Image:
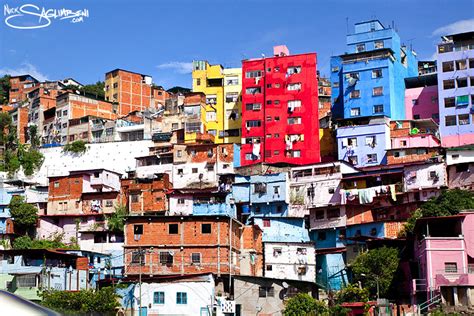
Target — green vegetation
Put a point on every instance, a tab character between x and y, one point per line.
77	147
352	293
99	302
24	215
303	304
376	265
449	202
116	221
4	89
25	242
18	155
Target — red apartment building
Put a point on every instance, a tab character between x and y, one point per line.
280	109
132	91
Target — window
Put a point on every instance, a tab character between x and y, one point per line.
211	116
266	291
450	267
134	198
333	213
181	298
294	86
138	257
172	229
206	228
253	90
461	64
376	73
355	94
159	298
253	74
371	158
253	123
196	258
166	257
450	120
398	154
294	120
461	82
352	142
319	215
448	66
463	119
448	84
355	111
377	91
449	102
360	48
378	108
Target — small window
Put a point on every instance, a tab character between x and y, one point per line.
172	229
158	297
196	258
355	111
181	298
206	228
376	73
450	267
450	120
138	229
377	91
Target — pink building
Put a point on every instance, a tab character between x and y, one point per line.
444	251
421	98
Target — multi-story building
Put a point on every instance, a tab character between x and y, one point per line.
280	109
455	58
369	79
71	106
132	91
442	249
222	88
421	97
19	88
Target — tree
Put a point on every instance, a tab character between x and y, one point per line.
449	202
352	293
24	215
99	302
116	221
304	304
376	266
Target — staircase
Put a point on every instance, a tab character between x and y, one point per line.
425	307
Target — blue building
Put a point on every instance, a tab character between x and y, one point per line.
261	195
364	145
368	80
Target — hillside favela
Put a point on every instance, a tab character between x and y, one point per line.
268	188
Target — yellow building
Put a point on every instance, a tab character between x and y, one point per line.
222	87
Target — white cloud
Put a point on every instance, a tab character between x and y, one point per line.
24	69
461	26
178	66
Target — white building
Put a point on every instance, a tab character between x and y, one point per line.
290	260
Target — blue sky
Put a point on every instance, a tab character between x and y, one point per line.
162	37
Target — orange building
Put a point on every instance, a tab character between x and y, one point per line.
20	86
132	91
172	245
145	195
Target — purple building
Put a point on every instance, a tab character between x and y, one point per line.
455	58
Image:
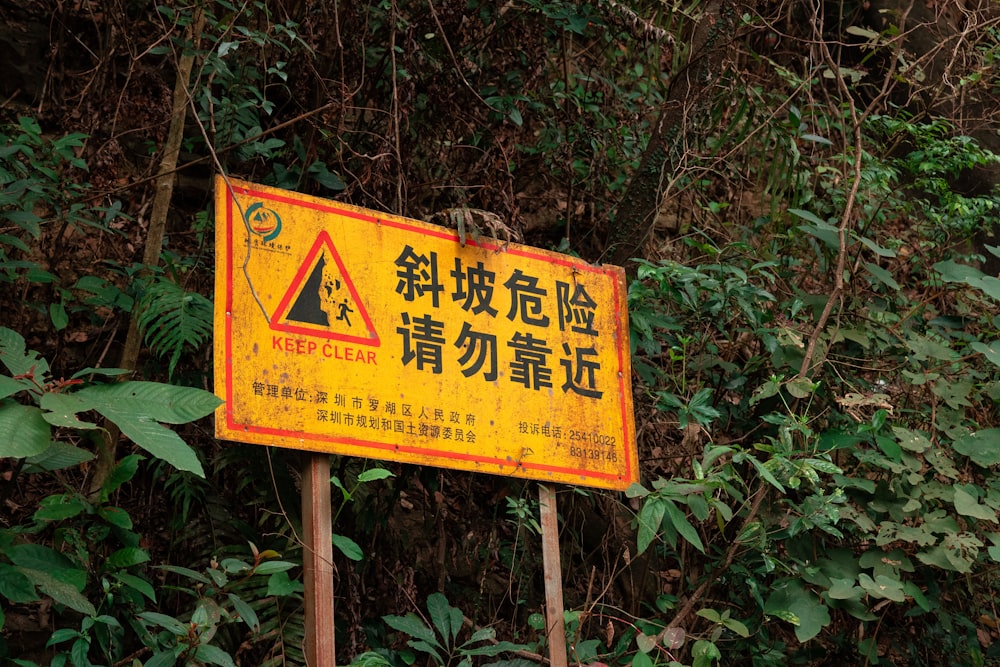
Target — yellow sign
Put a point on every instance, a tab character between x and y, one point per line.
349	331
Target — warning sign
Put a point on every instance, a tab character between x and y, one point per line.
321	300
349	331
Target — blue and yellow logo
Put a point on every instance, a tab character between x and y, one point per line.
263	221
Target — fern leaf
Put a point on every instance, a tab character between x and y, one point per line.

_____

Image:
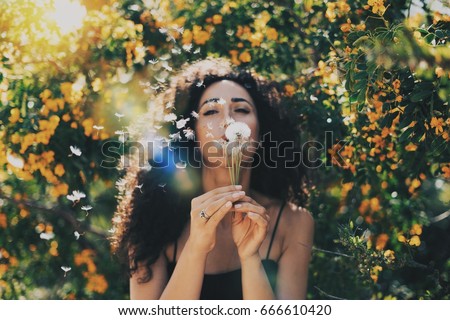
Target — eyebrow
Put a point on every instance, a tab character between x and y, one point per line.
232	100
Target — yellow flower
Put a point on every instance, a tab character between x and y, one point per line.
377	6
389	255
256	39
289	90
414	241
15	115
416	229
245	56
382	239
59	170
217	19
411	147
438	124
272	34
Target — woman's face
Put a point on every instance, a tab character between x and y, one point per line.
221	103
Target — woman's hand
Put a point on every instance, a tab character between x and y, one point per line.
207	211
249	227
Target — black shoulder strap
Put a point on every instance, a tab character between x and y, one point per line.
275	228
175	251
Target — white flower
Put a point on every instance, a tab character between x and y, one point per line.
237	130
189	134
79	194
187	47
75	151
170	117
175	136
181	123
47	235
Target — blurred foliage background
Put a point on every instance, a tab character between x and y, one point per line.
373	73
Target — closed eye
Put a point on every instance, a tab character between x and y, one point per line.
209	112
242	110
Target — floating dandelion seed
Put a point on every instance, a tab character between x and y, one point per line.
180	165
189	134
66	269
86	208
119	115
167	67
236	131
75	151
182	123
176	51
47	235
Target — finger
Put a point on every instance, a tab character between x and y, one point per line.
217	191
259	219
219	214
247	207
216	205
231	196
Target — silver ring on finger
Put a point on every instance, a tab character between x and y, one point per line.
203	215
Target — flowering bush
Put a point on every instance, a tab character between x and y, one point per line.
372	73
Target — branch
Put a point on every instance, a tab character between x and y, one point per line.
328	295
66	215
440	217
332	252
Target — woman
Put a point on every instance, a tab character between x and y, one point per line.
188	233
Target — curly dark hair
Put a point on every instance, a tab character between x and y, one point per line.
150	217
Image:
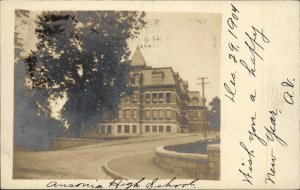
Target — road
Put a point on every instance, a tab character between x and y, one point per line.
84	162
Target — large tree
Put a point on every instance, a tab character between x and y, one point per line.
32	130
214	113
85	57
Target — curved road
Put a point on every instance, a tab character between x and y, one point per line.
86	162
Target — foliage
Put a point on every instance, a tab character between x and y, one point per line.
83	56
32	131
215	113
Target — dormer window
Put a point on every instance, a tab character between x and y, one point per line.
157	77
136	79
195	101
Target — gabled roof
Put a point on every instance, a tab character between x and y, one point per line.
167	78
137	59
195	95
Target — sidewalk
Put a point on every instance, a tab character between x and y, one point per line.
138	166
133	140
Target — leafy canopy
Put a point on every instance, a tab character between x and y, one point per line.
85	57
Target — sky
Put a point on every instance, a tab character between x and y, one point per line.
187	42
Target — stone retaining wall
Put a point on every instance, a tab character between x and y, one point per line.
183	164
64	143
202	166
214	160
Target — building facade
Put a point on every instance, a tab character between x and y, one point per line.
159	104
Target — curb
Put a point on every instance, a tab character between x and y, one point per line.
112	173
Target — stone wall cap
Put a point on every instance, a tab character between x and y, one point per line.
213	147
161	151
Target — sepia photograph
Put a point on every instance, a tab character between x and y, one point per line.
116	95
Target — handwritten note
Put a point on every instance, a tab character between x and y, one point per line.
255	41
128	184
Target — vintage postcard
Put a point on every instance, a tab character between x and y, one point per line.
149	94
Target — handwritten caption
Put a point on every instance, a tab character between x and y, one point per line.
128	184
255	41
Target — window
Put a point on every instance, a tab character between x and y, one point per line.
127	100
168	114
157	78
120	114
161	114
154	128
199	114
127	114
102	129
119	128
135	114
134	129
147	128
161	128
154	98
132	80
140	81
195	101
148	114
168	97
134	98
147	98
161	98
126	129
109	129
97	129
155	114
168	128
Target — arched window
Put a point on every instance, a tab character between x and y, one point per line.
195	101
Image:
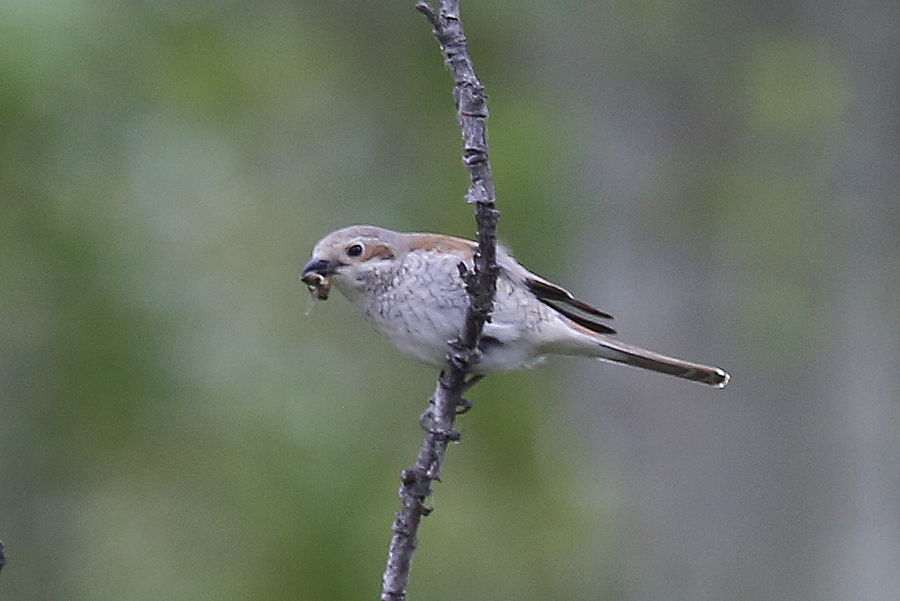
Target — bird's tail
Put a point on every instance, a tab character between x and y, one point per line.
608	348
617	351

_____

SET EXERCISE =
Collect every line of the records above that contains the word "window", and list them in their original order.

RESULT OF THE TASK =
Target — window
Target — small window
Target — dormer window
Target — window
Target — arched window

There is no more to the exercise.